## Available records

= = =

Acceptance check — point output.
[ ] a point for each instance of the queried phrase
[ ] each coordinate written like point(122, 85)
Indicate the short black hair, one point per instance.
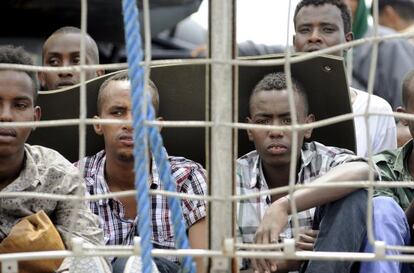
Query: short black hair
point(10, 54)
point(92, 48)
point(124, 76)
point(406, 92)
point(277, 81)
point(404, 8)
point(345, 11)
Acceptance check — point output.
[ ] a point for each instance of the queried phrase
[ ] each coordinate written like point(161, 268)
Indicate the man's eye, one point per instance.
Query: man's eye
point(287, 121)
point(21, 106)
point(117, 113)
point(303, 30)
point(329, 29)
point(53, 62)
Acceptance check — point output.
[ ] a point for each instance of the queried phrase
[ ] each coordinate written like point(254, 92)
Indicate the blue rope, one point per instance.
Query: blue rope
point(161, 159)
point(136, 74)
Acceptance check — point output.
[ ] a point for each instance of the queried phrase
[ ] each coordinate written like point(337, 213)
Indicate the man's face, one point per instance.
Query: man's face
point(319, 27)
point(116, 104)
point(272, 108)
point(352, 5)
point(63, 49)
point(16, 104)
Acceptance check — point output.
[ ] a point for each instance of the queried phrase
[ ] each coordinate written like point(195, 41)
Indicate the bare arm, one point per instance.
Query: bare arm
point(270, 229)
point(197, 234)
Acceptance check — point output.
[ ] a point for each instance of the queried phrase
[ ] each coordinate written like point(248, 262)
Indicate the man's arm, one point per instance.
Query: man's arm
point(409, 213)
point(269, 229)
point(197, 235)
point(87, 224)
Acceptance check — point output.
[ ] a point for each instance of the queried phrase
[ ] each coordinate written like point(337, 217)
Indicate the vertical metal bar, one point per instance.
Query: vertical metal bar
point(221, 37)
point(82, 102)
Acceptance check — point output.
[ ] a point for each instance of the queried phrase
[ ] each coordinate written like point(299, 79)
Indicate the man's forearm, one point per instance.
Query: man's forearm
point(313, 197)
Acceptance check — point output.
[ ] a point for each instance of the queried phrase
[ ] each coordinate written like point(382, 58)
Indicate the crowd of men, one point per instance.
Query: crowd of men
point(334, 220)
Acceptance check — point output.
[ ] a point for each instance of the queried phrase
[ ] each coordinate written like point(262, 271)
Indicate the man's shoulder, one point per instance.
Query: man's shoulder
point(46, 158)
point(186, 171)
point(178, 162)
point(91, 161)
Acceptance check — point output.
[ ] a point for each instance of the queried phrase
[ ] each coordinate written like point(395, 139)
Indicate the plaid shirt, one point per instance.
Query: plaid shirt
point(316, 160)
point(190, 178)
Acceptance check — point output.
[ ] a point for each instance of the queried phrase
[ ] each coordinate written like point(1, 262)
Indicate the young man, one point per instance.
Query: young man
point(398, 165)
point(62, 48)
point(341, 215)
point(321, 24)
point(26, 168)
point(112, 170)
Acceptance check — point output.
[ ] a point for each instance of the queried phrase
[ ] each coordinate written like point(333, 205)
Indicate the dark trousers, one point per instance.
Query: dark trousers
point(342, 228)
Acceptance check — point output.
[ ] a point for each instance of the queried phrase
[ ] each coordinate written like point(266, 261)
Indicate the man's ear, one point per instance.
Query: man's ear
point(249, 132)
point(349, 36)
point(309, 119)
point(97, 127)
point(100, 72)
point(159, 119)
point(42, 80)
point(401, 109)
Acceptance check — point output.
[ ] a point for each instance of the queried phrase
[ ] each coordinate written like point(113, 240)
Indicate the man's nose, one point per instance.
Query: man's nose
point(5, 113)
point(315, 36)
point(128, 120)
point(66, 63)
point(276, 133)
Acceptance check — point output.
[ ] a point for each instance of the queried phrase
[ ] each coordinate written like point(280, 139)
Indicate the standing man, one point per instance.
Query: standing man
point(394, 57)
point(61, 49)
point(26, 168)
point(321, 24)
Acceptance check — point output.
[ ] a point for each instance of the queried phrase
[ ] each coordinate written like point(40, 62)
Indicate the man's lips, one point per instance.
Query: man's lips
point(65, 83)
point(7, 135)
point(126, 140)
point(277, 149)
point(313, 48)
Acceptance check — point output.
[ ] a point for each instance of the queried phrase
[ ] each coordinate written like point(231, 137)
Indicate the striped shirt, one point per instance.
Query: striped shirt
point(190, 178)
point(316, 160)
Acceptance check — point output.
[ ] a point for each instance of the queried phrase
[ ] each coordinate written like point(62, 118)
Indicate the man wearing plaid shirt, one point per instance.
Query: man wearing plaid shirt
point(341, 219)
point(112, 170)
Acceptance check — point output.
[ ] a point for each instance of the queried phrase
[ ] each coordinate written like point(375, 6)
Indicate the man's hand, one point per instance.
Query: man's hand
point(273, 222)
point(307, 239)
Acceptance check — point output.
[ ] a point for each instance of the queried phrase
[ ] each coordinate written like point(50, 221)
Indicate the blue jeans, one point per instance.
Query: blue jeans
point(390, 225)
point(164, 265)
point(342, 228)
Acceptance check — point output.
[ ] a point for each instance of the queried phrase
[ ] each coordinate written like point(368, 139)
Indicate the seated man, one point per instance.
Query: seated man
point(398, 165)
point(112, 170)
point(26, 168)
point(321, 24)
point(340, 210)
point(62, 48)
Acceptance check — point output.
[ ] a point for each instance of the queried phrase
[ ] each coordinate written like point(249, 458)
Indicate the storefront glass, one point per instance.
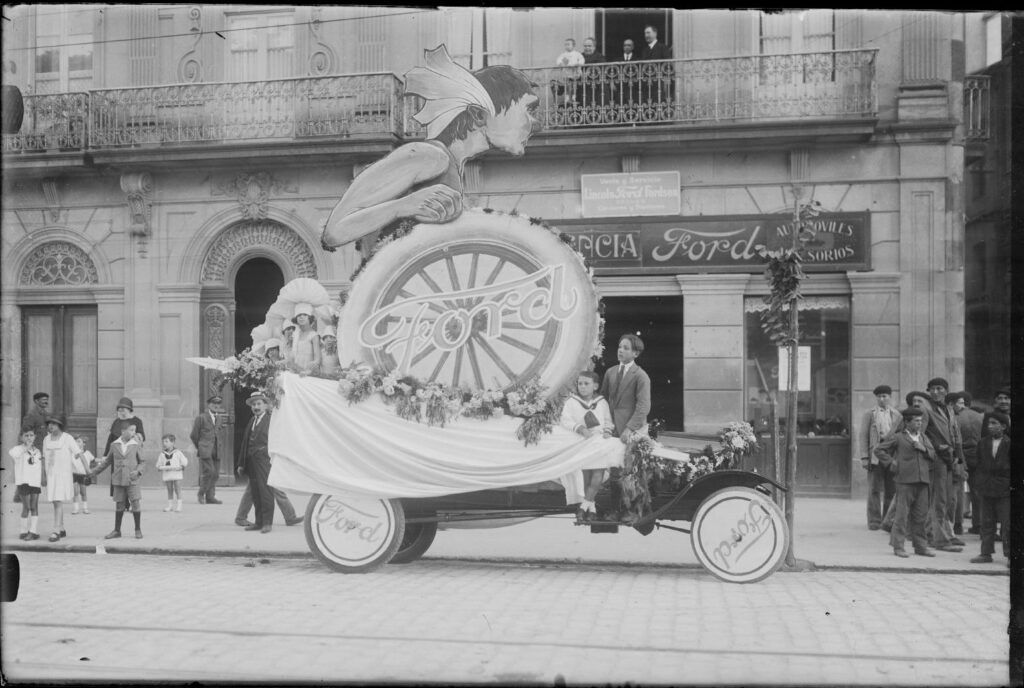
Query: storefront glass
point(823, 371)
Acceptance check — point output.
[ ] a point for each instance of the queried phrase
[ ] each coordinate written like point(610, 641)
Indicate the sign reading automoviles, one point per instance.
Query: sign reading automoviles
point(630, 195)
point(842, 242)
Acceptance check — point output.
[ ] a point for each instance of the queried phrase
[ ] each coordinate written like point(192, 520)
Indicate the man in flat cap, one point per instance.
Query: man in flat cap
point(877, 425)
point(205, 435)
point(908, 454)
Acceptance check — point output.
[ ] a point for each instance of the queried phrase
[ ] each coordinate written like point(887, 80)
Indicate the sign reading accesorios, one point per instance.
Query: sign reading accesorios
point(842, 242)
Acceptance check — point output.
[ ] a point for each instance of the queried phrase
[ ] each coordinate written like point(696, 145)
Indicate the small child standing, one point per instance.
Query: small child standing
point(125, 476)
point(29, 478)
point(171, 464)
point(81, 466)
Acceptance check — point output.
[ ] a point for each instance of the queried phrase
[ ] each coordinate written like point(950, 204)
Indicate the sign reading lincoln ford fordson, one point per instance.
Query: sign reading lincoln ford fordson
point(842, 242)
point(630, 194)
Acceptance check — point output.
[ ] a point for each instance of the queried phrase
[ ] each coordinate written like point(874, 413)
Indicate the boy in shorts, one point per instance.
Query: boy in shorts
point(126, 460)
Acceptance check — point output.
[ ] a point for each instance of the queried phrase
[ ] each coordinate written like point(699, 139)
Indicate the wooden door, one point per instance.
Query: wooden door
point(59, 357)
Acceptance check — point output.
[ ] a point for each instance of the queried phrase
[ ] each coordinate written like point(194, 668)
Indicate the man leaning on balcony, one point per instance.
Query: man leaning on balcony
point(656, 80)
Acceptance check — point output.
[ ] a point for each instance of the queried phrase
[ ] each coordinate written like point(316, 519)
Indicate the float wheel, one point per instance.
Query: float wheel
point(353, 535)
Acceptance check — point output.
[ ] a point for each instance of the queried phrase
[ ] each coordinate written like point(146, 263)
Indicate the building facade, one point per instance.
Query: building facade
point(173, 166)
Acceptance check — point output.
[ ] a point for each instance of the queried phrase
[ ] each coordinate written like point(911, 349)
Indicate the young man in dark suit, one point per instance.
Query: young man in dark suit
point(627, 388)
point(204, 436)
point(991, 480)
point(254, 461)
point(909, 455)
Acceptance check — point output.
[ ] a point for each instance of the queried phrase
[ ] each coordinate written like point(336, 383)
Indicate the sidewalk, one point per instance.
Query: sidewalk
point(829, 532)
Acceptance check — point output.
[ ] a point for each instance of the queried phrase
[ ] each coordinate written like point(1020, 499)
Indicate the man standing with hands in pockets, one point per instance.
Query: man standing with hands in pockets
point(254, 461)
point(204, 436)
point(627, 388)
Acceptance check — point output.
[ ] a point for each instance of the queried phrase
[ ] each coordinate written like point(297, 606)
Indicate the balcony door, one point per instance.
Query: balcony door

= = =

Give only the lines from the one holding "Query: young man in dark suit" through the one holding "[ ] each coordinate written like point(1020, 499)", each restated exactly as it appears above.

## Solution below
Query: young man in dark suit
point(627, 388)
point(204, 436)
point(991, 480)
point(254, 461)
point(909, 455)
Acceptance check — point output.
[ ] a point for each instance of the queried phrase
[ ] each coordinate written like point(336, 383)
Indicate the sidewalk, one point per instance.
Query: sidewalk
point(829, 532)
Acceptance check — point output.
[ ] a point for each instance of the queried phrase
[ ] each coordinate written like point(1020, 499)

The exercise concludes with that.